# Source records
※ ※ ※
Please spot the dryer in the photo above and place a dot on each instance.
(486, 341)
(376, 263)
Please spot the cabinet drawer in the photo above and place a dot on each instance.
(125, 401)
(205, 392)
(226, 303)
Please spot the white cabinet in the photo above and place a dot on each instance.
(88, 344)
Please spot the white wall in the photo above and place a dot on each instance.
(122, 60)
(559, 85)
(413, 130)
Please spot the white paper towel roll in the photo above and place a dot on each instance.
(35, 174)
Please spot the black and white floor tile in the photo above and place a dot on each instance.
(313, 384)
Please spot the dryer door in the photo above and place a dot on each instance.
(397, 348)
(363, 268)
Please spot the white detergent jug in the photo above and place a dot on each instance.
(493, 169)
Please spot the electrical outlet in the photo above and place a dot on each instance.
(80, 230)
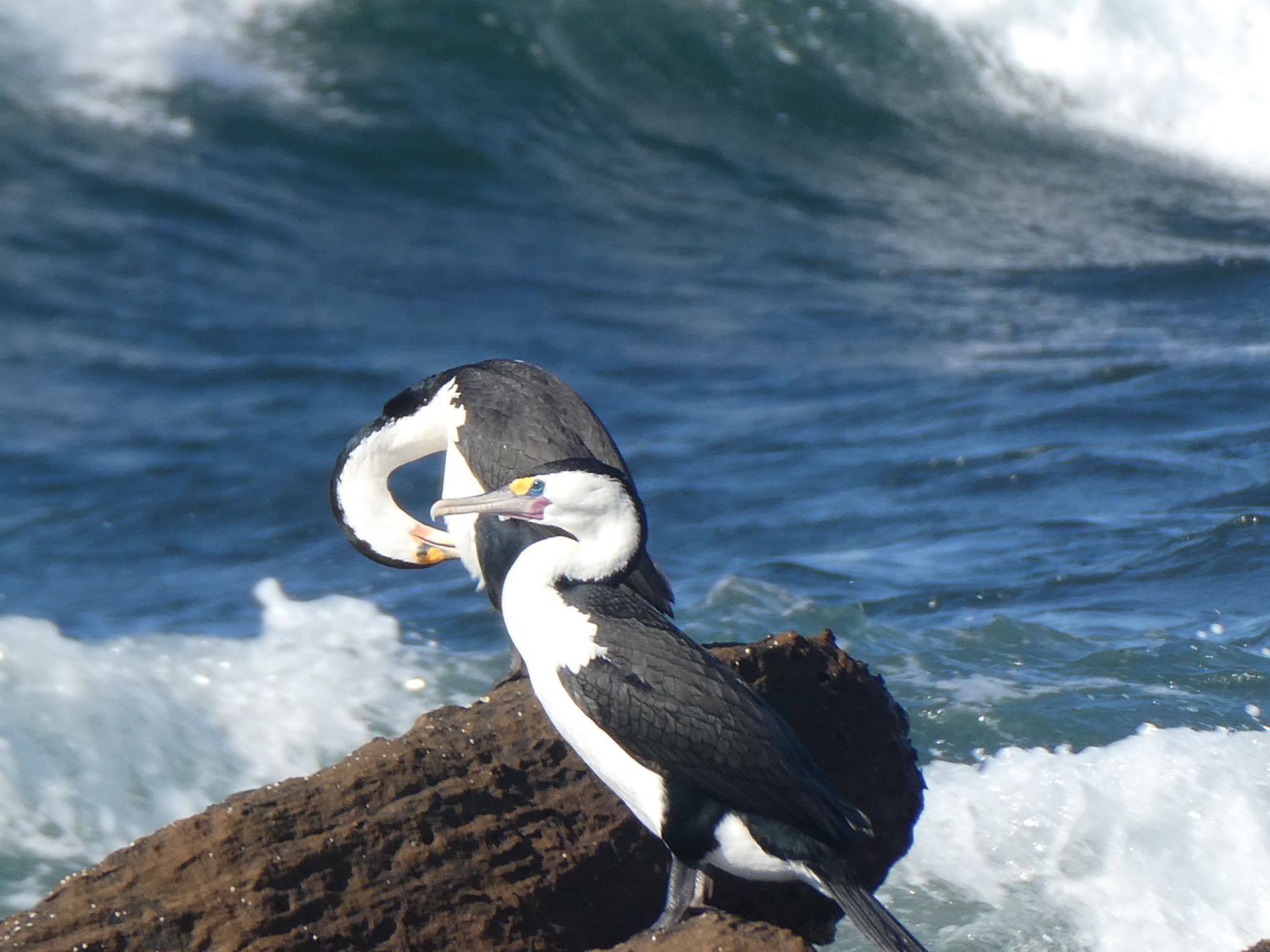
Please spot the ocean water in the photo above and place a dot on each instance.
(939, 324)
※ ※ ※
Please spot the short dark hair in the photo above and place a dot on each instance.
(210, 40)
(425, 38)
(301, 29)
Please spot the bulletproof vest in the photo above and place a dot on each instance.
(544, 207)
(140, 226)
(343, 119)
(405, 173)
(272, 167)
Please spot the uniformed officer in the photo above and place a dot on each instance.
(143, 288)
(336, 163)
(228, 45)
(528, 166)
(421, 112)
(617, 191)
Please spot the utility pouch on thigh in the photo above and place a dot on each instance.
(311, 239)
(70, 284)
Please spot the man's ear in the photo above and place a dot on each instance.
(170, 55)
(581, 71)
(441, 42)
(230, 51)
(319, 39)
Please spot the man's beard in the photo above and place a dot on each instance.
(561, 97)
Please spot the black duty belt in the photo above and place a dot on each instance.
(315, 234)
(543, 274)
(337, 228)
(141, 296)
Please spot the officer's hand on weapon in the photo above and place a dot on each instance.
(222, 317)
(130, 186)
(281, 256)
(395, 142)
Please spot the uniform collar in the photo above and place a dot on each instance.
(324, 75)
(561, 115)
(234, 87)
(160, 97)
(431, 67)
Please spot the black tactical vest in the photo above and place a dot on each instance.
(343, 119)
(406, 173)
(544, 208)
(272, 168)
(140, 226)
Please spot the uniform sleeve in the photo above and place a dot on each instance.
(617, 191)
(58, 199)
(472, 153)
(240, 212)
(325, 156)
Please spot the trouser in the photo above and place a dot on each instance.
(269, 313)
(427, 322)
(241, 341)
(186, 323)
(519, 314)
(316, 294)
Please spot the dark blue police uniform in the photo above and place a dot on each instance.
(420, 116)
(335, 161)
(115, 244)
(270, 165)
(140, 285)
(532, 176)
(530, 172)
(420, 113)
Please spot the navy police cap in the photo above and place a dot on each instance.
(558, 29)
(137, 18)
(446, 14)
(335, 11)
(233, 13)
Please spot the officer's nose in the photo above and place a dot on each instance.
※ ※ ※
# Exercise requirements
Output only an exact transcription of the lines above from the one with "Please spot the black tactical" up to and including the one with "Please spot the officer's nose".

# Response
Please spot the black tactical vest in the photo above and place a dot on each instance.
(343, 119)
(406, 173)
(544, 208)
(272, 168)
(140, 226)
Please spot the uniform sleeve in the photo above and place a dot on each instance.
(617, 191)
(58, 199)
(472, 153)
(240, 212)
(325, 156)
Please spot the trouser in the photo above and place a dot on each instance.
(269, 313)
(427, 322)
(241, 341)
(186, 323)
(519, 314)
(316, 294)
Please spot the dark blue police uniform in the photo above and place a dot on each instance.
(420, 116)
(335, 161)
(115, 244)
(270, 165)
(140, 285)
(532, 176)
(530, 172)
(420, 113)
Please spot the navy police cap in the photo above and place a dot on each instance.
(558, 29)
(137, 18)
(446, 14)
(335, 11)
(233, 13)
Please spot the officer's nose in the photo above and place a dot on each instance.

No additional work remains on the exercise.